◆ Provided records:
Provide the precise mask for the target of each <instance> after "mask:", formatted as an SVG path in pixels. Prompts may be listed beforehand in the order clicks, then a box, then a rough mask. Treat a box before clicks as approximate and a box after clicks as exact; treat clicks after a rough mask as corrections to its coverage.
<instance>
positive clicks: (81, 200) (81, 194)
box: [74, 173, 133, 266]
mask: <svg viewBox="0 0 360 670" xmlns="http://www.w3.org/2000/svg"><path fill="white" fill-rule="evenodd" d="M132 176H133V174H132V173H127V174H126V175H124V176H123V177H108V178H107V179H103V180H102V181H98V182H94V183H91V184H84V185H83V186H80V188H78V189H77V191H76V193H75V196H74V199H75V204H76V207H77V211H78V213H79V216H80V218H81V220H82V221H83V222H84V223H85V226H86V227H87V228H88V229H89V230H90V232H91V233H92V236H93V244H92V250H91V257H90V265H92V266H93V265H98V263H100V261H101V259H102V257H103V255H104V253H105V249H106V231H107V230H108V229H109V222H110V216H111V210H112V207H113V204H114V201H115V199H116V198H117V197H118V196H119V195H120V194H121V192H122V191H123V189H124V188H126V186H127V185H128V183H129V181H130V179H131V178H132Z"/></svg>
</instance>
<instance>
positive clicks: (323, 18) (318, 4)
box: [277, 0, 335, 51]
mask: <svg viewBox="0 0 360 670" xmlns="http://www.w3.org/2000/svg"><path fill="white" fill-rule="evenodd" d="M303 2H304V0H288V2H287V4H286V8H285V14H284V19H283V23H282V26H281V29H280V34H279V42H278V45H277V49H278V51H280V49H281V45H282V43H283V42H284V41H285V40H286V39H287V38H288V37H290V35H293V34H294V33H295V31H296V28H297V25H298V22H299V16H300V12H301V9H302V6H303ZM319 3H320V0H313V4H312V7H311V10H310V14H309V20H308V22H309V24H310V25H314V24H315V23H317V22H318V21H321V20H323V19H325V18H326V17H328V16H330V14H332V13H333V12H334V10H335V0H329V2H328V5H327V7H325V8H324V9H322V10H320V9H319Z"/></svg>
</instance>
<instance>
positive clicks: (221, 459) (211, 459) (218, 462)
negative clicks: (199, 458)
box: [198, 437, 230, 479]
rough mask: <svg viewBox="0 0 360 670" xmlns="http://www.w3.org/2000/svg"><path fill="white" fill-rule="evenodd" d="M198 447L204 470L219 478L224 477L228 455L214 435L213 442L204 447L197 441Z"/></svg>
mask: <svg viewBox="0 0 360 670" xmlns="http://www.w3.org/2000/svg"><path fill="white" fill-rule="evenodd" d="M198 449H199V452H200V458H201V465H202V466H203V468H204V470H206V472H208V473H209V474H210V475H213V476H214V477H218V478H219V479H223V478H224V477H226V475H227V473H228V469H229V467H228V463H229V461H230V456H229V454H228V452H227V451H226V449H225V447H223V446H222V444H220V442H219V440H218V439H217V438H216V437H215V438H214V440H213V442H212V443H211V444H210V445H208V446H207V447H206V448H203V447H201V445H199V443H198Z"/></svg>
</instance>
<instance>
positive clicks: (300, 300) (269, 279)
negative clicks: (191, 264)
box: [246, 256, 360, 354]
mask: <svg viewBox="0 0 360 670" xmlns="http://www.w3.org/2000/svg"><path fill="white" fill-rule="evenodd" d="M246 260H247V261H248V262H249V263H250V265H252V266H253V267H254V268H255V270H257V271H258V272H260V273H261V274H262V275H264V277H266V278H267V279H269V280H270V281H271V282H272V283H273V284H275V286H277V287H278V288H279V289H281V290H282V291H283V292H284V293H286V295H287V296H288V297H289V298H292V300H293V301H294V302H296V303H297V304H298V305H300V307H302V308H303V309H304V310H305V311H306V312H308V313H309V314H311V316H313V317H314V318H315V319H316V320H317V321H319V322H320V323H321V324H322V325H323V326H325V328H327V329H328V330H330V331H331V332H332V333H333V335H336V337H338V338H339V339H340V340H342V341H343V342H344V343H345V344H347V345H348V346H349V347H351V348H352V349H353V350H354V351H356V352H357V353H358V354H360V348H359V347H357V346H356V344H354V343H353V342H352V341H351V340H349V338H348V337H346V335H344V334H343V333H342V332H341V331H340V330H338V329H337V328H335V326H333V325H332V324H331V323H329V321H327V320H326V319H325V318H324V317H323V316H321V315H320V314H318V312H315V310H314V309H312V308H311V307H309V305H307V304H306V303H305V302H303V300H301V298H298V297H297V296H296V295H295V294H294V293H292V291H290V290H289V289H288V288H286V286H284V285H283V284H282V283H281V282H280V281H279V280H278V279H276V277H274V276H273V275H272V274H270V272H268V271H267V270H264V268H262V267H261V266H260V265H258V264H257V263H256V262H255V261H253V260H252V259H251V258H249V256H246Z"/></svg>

◆ Work instructions: Copy down the material exactly as written.

◆ Task solution:
Provide the precise mask for the target of each <instance> after "mask:", formatted as an SVG path in pixels. Prompts may be listed beforehand in the order clicks, then a box, then a rough mask. Treat a box before clicks as approximate and a box after clicks as exact; treat clicks after a rough mask as corrections to its coverage.
<instance>
positive clicks: (81, 200) (81, 194)
box: [74, 173, 133, 266]
mask: <svg viewBox="0 0 360 670" xmlns="http://www.w3.org/2000/svg"><path fill="white" fill-rule="evenodd" d="M132 176H133V174H132V173H127V174H126V175H124V176H123V177H108V178H107V179H103V180H102V181H98V182H94V183H91V184H84V185H83V186H80V188H78V189H77V191H76V193H75V196H74V199H75V204H76V207H77V211H78V213H79V216H80V218H81V220H82V221H83V222H84V223H85V226H86V227H87V228H88V229H89V230H90V232H91V233H92V236H93V244H92V250H91V257H90V265H92V266H93V265H98V263H100V261H101V259H102V257H103V255H104V253H105V249H106V231H107V230H108V229H109V222H110V216H111V210H112V207H113V204H114V201H115V199H116V198H117V197H118V196H119V195H120V194H121V192H122V191H123V189H124V188H126V186H127V185H128V183H129V181H130V179H131V178H132Z"/></svg>
</instance>
<instance>
positive clicks: (323, 18) (318, 4)
box: [277, 0, 335, 51]
mask: <svg viewBox="0 0 360 670" xmlns="http://www.w3.org/2000/svg"><path fill="white" fill-rule="evenodd" d="M303 2H304V0H288V2H287V4H286V8H285V14H284V19H283V23H282V26H281V29H280V34H279V42H278V45H277V49H278V51H280V49H281V45H282V43H283V42H284V41H285V40H286V39H287V38H288V37H290V35H293V34H294V33H295V31H296V28H297V25H298V22H299V16H300V12H301V9H302V6H303ZM319 3H320V0H313V4H312V7H311V10H310V14H309V20H308V22H309V24H310V25H314V24H315V23H317V22H318V21H321V20H323V19H325V18H326V17H328V16H330V14H332V13H333V12H334V10H335V0H329V2H328V5H327V7H325V8H324V9H322V10H320V9H319Z"/></svg>
</instance>
<instance>
positive clicks: (221, 459) (211, 459) (218, 462)
negative clicks: (199, 458)
box: [198, 437, 230, 479]
rough mask: <svg viewBox="0 0 360 670" xmlns="http://www.w3.org/2000/svg"><path fill="white" fill-rule="evenodd" d="M198 447L204 470L219 478L224 477L228 455L214 435L213 442L204 447L197 441Z"/></svg>
mask: <svg viewBox="0 0 360 670" xmlns="http://www.w3.org/2000/svg"><path fill="white" fill-rule="evenodd" d="M198 449H199V452H200V458H201V465H202V466H203V468H204V470H206V472H208V473H209V474H210V475H213V476H214V477H218V478H219V479H223V478H224V477H226V475H227V473H228V469H229V467H228V463H229V461H230V456H229V454H228V452H227V451H226V449H225V447H223V446H222V444H220V442H219V440H218V439H217V438H216V437H215V438H214V440H213V442H212V443H211V444H210V445H208V446H207V447H206V448H203V447H201V445H199V443H198Z"/></svg>
</instance>
<instance>
positive clicks: (300, 300) (269, 279)
negative clicks: (191, 264)
box: [246, 256, 360, 354]
mask: <svg viewBox="0 0 360 670" xmlns="http://www.w3.org/2000/svg"><path fill="white" fill-rule="evenodd" d="M246 260H247V261H248V262H249V263H250V265H252V266H253V267H254V268H255V270H257V271H258V272H260V273H261V274H262V275H264V277H266V278H267V279H269V280H270V281H271V282H272V283H273V284H275V286H277V287H278V288H279V289H281V290H282V291H283V292H284V293H286V295H287V296H288V297H289V298H292V300H293V301H294V302H296V303H297V304H298V305H300V307H302V308H303V309H304V310H305V311H306V312H308V313H309V314H311V316H313V317H314V318H315V319H316V320H317V321H319V322H320V323H321V324H322V325H323V326H325V328H327V329H328V330H330V331H331V332H332V333H333V335H336V337H338V338H339V339H340V340H342V341H343V342H344V343H345V344H347V345H348V346H349V347H351V348H352V349H353V350H354V351H356V352H357V353H358V354H360V348H359V347H357V346H356V344H354V343H353V342H352V341H351V340H349V338H348V337H346V335H344V334H343V333H342V332H341V331H340V330H338V329H337V328H335V326H333V325H332V324H331V323H329V321H327V320H326V319H325V318H324V317H323V316H321V315H320V314H318V312H315V310H314V309H312V308H311V307H309V305H307V304H306V303H305V302H303V300H301V298H298V297H297V296H296V295H295V294H294V293H292V291H290V290H289V289H288V288H286V286H284V285H283V284H282V283H281V282H280V281H279V280H278V279H276V277H274V276H273V275H272V274H270V272H268V271H267V270H264V268H262V267H261V266H260V265H258V264H257V263H256V262H255V261H253V260H252V259H251V258H249V256H246Z"/></svg>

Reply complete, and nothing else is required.